• _What to do_
Your answer should consist of the lines below that hold the word "pallet".
━━━
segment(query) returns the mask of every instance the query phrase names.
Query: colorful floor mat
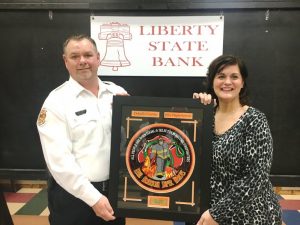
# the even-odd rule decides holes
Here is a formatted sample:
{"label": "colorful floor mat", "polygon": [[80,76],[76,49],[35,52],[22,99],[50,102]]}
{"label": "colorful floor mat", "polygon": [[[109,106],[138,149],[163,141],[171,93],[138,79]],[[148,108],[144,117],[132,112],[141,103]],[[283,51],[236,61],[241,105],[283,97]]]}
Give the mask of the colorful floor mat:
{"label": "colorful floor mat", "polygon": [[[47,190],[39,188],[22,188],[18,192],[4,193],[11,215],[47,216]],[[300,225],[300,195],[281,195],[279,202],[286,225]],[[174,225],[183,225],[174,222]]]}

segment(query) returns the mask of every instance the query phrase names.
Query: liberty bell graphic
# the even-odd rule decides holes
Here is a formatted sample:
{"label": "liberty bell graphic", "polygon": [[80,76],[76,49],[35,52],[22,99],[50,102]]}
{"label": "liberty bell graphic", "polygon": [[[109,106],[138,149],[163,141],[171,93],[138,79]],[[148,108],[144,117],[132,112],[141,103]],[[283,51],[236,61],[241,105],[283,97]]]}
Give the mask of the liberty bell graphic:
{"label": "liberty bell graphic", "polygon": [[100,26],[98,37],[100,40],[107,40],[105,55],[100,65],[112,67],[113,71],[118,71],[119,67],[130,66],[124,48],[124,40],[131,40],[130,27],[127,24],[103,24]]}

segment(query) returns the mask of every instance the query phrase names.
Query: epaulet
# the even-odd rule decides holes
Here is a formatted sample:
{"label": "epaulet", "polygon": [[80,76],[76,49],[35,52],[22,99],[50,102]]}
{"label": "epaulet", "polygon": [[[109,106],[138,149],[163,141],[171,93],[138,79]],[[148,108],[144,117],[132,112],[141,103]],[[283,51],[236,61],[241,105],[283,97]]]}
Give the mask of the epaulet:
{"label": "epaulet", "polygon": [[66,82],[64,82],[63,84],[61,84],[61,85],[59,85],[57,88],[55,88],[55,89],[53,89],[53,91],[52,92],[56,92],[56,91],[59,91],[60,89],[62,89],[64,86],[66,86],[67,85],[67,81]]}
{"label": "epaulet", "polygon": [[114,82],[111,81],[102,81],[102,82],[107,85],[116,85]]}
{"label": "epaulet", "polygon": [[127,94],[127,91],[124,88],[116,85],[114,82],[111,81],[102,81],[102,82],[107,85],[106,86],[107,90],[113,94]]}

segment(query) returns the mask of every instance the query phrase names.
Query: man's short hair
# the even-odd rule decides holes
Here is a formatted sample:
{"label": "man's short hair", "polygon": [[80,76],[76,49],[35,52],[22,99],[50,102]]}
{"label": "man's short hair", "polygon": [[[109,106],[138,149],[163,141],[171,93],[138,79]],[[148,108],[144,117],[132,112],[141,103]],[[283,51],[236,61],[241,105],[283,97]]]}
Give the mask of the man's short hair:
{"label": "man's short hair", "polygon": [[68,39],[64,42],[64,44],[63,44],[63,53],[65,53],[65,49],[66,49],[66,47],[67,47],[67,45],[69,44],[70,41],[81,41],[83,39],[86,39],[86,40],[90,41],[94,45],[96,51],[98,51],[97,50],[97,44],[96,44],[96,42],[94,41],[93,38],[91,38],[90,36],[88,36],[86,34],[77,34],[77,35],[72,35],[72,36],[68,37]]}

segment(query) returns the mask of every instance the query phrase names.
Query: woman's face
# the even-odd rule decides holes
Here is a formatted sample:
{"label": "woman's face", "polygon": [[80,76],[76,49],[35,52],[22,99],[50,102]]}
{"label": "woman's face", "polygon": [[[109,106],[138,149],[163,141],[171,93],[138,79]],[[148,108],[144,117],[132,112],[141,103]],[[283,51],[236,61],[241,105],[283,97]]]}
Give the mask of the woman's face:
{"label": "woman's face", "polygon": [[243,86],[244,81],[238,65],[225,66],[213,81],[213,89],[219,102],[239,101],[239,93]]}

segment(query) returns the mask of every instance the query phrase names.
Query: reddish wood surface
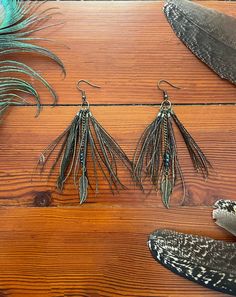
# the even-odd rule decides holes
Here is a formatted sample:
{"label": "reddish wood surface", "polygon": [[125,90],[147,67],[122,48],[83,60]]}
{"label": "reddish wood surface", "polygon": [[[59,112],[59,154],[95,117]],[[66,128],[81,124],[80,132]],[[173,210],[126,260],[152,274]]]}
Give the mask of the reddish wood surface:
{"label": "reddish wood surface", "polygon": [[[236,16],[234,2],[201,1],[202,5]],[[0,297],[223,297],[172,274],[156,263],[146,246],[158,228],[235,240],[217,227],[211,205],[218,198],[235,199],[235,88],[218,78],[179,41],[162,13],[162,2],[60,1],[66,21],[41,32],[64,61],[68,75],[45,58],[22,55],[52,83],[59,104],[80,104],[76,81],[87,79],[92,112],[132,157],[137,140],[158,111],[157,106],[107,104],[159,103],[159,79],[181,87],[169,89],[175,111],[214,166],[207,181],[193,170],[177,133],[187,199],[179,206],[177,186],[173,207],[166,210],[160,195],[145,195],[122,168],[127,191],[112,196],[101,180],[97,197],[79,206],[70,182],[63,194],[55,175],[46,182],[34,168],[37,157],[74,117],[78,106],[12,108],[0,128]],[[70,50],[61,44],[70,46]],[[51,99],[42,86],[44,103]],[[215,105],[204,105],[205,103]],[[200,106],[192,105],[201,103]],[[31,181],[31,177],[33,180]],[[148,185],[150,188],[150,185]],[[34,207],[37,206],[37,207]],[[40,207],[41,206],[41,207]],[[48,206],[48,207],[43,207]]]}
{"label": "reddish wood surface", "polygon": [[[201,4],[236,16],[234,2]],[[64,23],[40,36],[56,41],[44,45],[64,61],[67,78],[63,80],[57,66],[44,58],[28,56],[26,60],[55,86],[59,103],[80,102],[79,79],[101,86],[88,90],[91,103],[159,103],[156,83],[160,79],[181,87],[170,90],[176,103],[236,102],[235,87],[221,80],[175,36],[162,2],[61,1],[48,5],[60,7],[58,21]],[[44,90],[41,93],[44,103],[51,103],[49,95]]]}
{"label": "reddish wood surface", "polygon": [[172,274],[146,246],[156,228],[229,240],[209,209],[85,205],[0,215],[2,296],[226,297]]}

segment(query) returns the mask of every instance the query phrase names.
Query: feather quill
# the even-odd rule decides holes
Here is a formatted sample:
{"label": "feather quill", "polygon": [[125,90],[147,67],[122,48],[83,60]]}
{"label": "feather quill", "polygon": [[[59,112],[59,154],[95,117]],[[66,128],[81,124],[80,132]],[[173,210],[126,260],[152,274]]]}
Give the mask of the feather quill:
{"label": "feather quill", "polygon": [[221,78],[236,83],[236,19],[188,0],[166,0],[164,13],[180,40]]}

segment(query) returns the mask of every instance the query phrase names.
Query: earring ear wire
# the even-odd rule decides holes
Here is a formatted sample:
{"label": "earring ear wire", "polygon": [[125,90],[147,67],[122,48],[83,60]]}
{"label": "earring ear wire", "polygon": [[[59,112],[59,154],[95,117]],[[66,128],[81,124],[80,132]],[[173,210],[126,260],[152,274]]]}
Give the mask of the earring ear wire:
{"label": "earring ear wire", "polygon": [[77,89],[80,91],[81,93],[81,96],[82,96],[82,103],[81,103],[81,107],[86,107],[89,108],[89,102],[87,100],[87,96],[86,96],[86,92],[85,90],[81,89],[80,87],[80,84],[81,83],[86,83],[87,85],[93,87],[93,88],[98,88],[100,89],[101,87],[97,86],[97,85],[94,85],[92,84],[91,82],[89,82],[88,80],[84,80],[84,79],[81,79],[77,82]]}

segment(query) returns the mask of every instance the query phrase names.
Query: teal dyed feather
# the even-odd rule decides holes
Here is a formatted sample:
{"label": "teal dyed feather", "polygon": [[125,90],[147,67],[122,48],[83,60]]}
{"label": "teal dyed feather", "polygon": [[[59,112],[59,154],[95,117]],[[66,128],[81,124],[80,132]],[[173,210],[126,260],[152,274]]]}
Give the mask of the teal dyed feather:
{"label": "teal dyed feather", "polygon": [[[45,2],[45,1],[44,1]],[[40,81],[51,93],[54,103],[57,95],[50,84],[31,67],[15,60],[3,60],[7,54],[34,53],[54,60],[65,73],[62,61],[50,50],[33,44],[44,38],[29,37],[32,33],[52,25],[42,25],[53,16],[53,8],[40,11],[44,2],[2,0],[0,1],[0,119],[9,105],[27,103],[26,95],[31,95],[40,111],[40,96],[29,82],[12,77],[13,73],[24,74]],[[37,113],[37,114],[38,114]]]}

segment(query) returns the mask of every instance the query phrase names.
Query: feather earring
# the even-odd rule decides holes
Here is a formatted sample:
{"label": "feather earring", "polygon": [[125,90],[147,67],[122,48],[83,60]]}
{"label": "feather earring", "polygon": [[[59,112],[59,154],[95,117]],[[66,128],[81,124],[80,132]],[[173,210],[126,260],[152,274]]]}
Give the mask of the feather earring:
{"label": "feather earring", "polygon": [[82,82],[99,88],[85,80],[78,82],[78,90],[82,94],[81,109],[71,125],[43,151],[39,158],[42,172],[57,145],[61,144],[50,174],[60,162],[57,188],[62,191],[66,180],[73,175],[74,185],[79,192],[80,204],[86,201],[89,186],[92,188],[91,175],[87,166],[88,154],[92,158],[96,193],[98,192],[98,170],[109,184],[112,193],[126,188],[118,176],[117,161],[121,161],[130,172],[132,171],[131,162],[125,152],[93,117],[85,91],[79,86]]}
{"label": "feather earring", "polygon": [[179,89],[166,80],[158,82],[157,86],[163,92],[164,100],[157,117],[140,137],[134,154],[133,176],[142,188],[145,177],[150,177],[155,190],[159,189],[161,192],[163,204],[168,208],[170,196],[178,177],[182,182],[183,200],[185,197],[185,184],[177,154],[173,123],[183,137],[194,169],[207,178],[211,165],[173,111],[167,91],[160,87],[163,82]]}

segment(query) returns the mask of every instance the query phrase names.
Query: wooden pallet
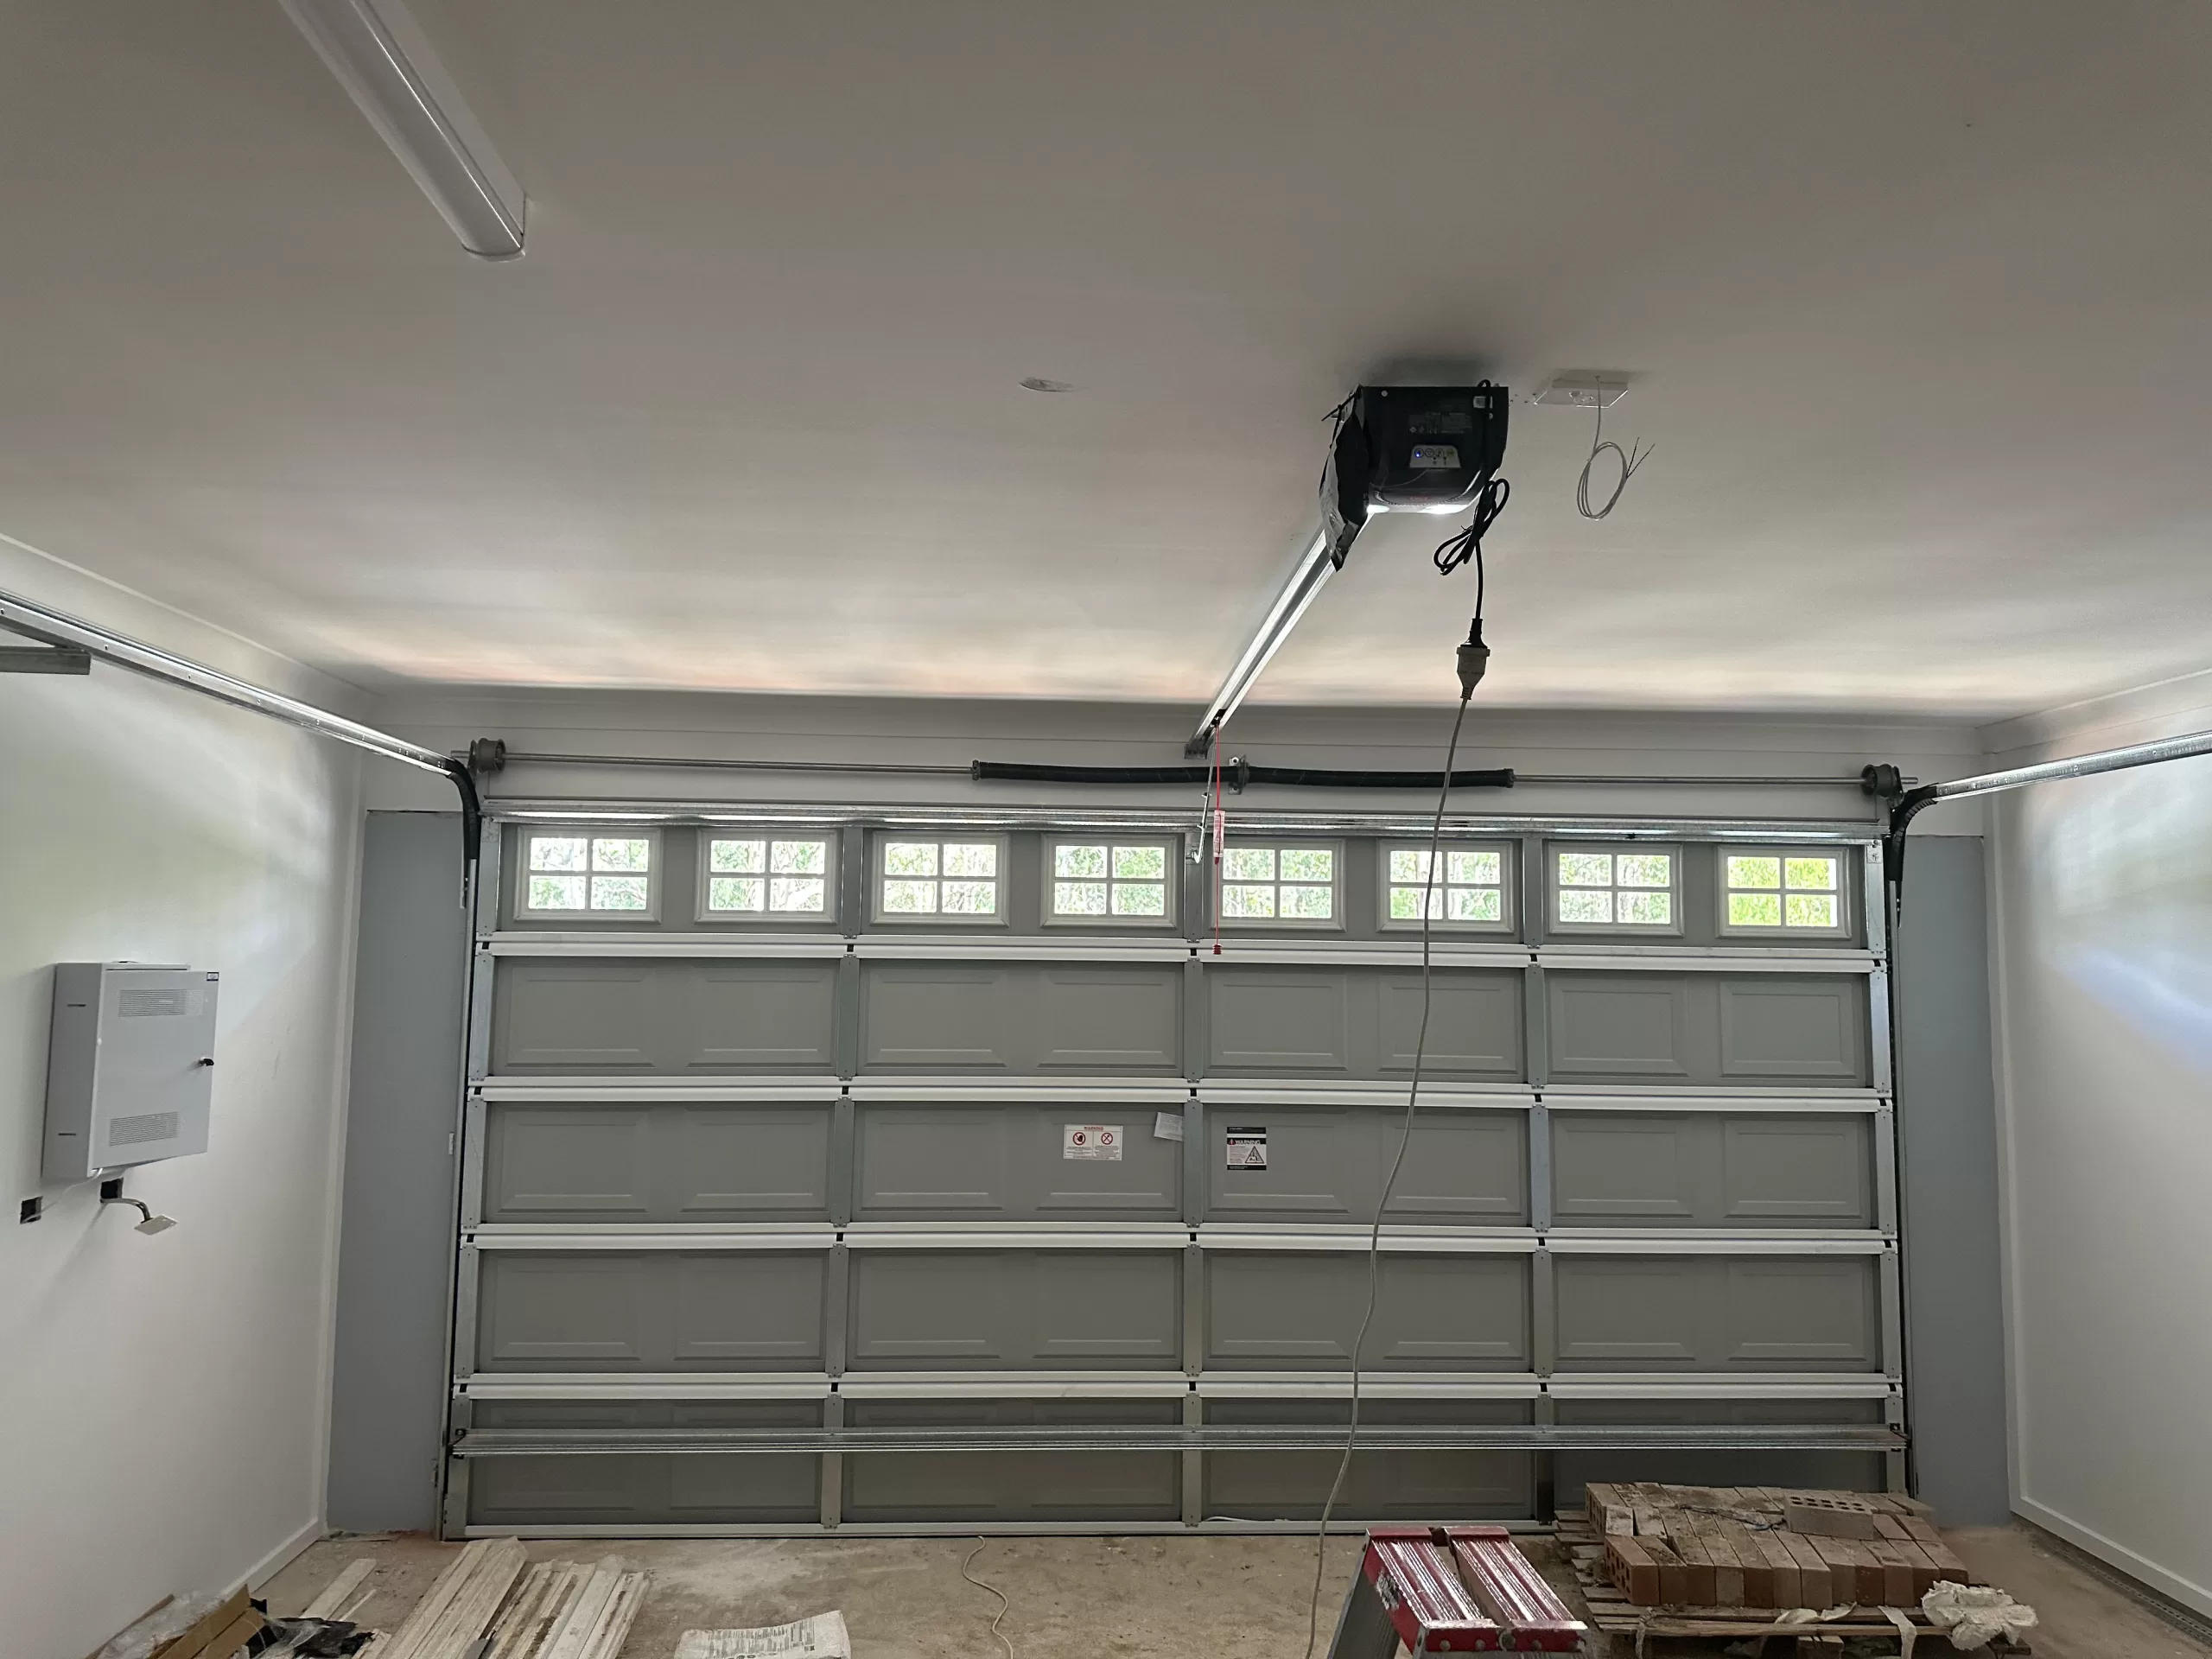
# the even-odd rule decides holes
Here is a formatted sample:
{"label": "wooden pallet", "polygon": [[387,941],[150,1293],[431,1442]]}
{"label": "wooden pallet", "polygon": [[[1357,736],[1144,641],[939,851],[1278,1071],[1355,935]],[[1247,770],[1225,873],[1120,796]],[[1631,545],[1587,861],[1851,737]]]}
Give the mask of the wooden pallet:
━━━
• _Written response_
Query: wooden pallet
{"label": "wooden pallet", "polygon": [[387,941],[150,1293],[431,1442]]}
{"label": "wooden pallet", "polygon": [[[1357,736],[1144,641],[939,851],[1278,1071],[1355,935]],[[1247,770],[1225,873],[1120,796]],[[1631,545],[1587,861],[1851,737]]]}
Give the mask of the wooden pallet:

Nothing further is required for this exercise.